***** Document text

I'm not sure that there's anything you can do with option 1 at the moment due to our limited API for expressing dependences, but one thing I can think of is that we can add support for our dynamic event graph capture to work with static tracing of the logical dependence analysis as well so that we can capture the resulting Realm event graphs and replay them more efficiently. I think this should be straight forward, but let's get @magnatelee's opinion as well. This should give you a considerable performance improvement whenever you are strong scaling with Legion and your computations are executing repeatedly.

After discussing with the team, we are indeed very interested in option 3 and believe that we could effectively target it, once support is added in Legion.

With your permission I'm going to rename this issue and turn it into the feature request for adding support for these kinds of "Realm operations" to Legion's API. The rough interface for these operations is that they will look a little bit like task launches in that they will pass region requirements to Legion for the data that they are going to access and their regions will be mapped just like a task and we'll invoke some kind of function that you register with Legion to construct the Realm graph. However, unlike a task, Legion will give you access to the Realm events corresponding to when the input data is ready, and then you will hand back events for when the output data is ready. In preparation for this, it might be good for you guys to start looking at the Realm API and figuring out how to have your compiler generate a program that will construct a Realm graph. If you like I can provide pointers for how to get started with this. You should also know that you're not the first group to go down this path. There are groups at Amazon and NVIDIA that are both targeting Realm directly now as well.

magnatelee commented 4 years ago

I also think that the dynamic event graph capture can be made working with static tracing pretty easily.

senanayake-reservoir commented 4 years ago

Ok thank you for this information, we will continue looking more at the Realm API. I believe we have a fairly straightforward path towards embedding a Realm graph within a legion program.

I agree with modifying the issue and also very much appreciate any updates (on both "Realm operations" and the modified dynamic event graph capture) that can be provided along the way so that we have a chance to plan accordingly as both of these features are of interest.

lightsighter commented 4 years ago

I've consolidated the tracing APIs behind the single begin_trace/end_trace calls so that both static and dynamic traces can capture Realm event graphs and replay them as directed by the mapper. First, you'll notice that the existing begin_static_trace/end_static_trace calls are deprecated: https://gitlab.com/StanfordLegion/legion/-/blob/master/runtime/legion.h#L6588-6610 Next, you'll see that begin_trace now has new calls to it to say whether it is a static trace or not and, if so, which region trees are being handled statically: https://gitlab.com/StanfordLegion/legion/-/blob/master/runtime/legion.h#L6553-6583 You should be able to use that for now to create static traces which can also be memoized by the mapper.

I'm now renaming this issue to describe our planned future enhancement which is to add support for Realm graph construction operations inside of Legion.

BlakeGerard commented 3 years ago

Hello. I was hoping to follow up on the status of this issue, and to check that my current understanding of the existing API for expressing static dependencies is complete.

Operating under the same representation as @senanayake-reservoir has described above, I am attempting to supply static dependence information to Legion through the begin_trace/end_trace calls with the static_trace=true, and the TaskLauncher.static_dependences field. All tasks are launched from one main task. As of now, all tasks hold region requirements with exclusive coherence over their data dependent regions. However, through experimentation it seems that we should be specifying relaxed coherence over data dependence regions in order for the static_dependences to be observed, forgoing the need for dynamic dependence analysis. Are these three components sufficient for the Legion runtime to solely rely on the static dependence information provided? If not, would you please provide some direction as to the correct program structure/API calls needed to fully utilize this static tracing feature? A sample program or test would be useful for comparison, if available.

**********
***** Data lines

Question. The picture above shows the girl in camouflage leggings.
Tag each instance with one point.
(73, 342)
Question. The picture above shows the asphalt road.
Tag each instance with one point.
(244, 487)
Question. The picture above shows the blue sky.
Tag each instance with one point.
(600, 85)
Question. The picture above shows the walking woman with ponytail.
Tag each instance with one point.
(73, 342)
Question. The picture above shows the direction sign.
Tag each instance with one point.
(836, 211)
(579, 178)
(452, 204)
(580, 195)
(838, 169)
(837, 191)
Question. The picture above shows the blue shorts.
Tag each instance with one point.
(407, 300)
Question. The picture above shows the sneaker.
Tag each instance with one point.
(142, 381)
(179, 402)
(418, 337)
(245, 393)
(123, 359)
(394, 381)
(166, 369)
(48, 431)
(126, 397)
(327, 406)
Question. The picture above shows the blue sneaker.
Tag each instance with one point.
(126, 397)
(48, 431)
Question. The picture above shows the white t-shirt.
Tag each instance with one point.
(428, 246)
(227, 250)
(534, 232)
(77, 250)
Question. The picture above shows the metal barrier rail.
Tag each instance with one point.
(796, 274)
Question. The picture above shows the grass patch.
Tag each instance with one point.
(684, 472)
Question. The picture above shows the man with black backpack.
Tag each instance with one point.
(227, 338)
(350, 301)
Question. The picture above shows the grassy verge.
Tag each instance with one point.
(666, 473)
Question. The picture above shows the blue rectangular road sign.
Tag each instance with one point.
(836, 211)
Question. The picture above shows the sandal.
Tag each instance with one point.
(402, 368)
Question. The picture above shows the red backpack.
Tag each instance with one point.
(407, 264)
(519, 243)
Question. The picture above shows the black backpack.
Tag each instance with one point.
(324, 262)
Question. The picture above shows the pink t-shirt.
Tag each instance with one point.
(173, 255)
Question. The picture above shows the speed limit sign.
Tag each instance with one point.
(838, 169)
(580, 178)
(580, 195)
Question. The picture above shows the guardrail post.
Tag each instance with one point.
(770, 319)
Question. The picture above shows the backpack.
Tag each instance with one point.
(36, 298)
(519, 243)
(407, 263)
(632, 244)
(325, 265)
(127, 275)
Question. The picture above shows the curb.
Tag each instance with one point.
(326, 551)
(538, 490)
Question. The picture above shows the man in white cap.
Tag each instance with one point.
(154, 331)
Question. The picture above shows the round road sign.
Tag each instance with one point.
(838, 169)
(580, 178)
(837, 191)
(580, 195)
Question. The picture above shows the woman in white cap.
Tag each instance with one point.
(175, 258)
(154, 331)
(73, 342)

**********

§ Requests:
(A) Answer these questions using the Legion tracing discussion:
(i) Which option is the team very interested in targeting once support is added in Legion?
(ii) At which two companies are there groups that target Realm directly?
(iii) Which existing calls are described as deprecated?
(B) Name every username that appears in the Legion tracing discussion.
(C) Carry on the Legion tracing discussion, starting after its final sentence.

§ Answers below:
(A)
(i) Option 3.
(ii) Amazon and NVIDIA.
(iii) The begin_static_trace/end_static_trace calls.

(B) magnatelee, senanayake-reservoir, lightsighter, BlakeGerard

(C)
For example, I attempted to modify the privilege tutorial code by inserting begin_trace/end_trace delimiters around the task launches in the top level task, and modeled the Legion Spy-generated event dependence graph by manually specifying the StaticDependence objects to reconstruct the appropriate edges. I did this with and without relaxed coherence on all region requirements, but no specification of DependenceType seemed to affect the outcome of the program. However, if I specified dependences between the init tasks and the daxpy task, and did not specify a dependence between the daxpy and check task, then the runtime would inform me that the check task was operating on uninitialized data, seemingly communicating that the check and daxpy tasks were scheduled to run simultaneously.

In the practical kernel we are looking at, if we enforce exclusive coherence over each task’s data blocks while also supplying StaticDependences within a trace, it appears that the dynamic data dependence makes the static dependences redundant. When I specify relaxed coherence on all data blocks and include StaticDependences, then we see a relevant speedup. Is this an indication that the runtime is taking advantage of StaticDependences?

Thanks!

lightsighter commented 3 years ago

However, through experimentation it seems that we should be specifying relaxed coherence over data dependence regions in order for the static_dependences to be observed, forgoing the need for dynamic dependence analysis.

The use of relaxed coherence shouldn't matter at all for how you specify static dependences. The two concepts are orthogonal. If you choose to specify static dependences, then the runtime is only going to abide by the dependences that you specify. That is true regardless of the coherence modes.

Are these three components sufficient for the Legion runtime to solely rely on the static dependence information provided?

All you need to do for static dependences is have the begin/end static trace calls and to fill in all the static dependence fields for the tasks that fall in that trace. Nothing else is required.

A sample program or test would be useful for comparison, if available.

There was one about 5 years ago when this feature was developed. It bit-rotted and was removed from the repository. Most users at the moment find that they get better performance using dynamic tracing than static tracing ever provided because static tracing was only tracing the logical dependences in the program, whereas the most expensive part of the analysis is in the physical analysis which is not amortized by static tracing. The feature extension to allow users to express Realm event graphs for parts of the program would actually address this.

However, if I specified dependences between the init tasks and the daxpy task, and did not specify a dependence between the daxpy and check task, then the runtime would inform me that the check task was operating on uninitialized data, seemingly communicating that the check and daxpy tasks were scheduled to run simultaneously.

This is indicative of your code missing dependences that are essential for the correctness of the code. If you build Legion with detailed support for Legion Spy and then produce a log from a run, then you can use the -l flag to verify that all the needed logical dependences are present. Legion Spy will report the ones that you are missing.

When I specify relaxed coherence on all data blocks and include StaticDependences, then we see a relevant speedup. Is this an indication that the runtime is taking advantage of StaticDependences?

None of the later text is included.